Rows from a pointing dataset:
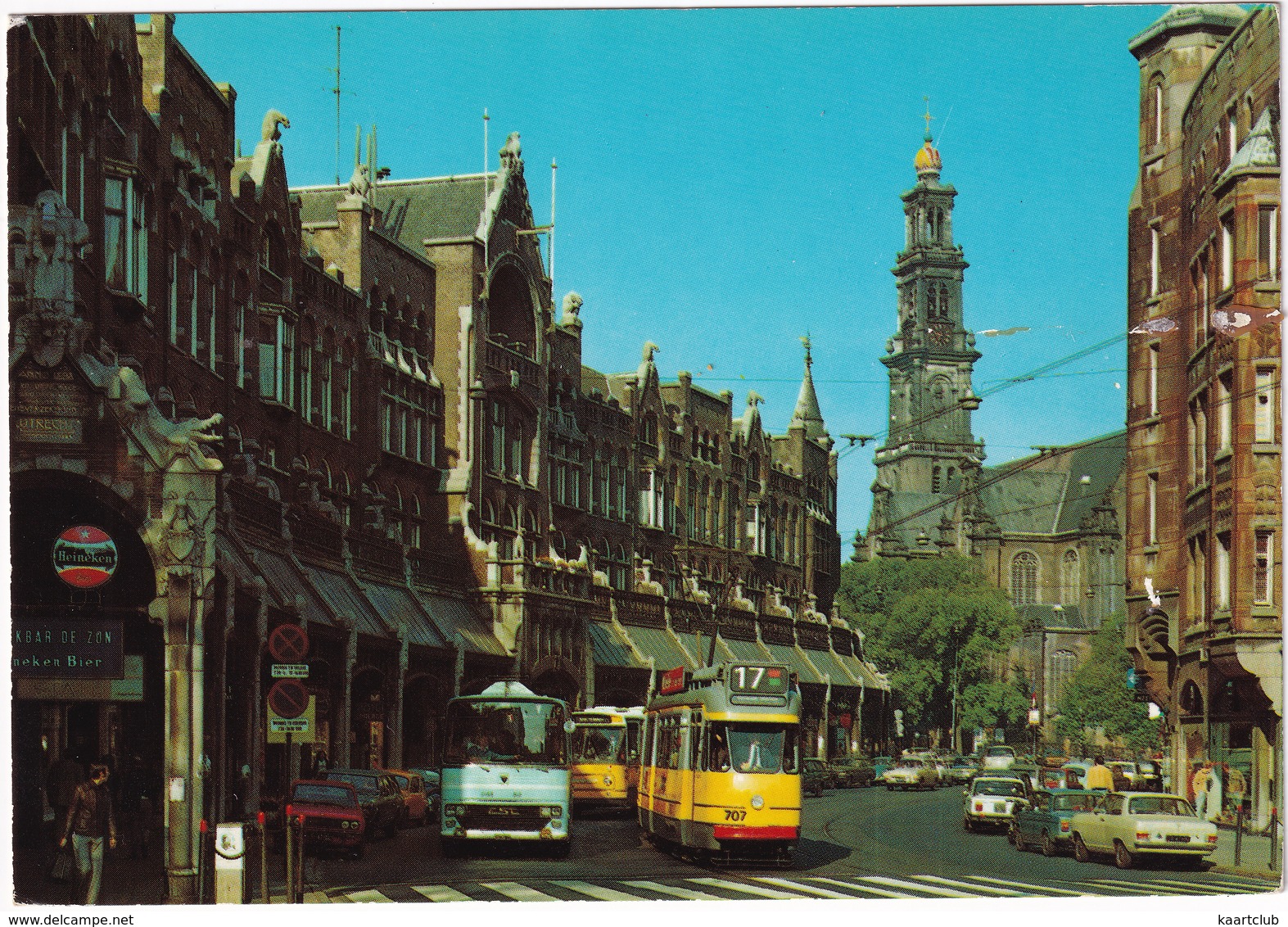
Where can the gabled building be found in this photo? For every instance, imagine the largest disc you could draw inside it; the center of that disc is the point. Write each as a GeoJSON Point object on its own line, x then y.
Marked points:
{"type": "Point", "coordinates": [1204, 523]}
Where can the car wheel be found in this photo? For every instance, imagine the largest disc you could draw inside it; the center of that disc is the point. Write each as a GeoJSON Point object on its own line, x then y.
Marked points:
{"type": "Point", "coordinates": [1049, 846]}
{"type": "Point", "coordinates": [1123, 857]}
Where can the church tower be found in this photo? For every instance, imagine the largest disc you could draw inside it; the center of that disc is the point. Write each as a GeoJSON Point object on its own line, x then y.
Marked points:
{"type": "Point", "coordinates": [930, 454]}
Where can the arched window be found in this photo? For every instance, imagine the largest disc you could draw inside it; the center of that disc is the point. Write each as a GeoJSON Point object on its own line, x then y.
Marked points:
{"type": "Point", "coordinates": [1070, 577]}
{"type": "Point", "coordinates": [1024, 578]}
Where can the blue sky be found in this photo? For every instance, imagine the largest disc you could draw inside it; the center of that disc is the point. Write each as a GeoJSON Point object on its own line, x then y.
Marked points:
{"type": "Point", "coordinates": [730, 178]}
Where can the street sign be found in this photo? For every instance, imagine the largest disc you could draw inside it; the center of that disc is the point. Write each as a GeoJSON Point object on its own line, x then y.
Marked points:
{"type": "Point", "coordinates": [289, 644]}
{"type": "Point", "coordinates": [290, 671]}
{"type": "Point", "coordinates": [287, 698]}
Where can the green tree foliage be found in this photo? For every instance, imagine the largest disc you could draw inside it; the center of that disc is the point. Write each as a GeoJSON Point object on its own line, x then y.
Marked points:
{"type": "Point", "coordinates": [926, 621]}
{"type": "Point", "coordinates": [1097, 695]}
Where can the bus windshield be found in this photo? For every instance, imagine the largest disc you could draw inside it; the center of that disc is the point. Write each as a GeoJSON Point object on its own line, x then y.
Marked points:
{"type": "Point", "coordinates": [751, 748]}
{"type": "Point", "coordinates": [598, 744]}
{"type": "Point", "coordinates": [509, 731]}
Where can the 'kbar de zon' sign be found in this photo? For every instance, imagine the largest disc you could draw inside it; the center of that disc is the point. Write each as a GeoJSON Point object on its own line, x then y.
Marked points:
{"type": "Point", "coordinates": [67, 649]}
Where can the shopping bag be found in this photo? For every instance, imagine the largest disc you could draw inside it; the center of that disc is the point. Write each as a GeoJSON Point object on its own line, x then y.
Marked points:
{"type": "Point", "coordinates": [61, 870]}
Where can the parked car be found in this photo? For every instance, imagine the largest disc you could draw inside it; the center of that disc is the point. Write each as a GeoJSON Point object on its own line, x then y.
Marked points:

Objective: Revise the records from the line containing "Where can the parked" down to the end, changing "parked car" to "parked truck" and leaving everything else unchanged. Return only those lines.

Completed exercise:
Where can the parked truck be found in this photo? For every instance, imagine the largest disc you could draw inside it; the center of that disc is the point. Write each as a GeoJSON Point object on its own line, x then y.
Marked points:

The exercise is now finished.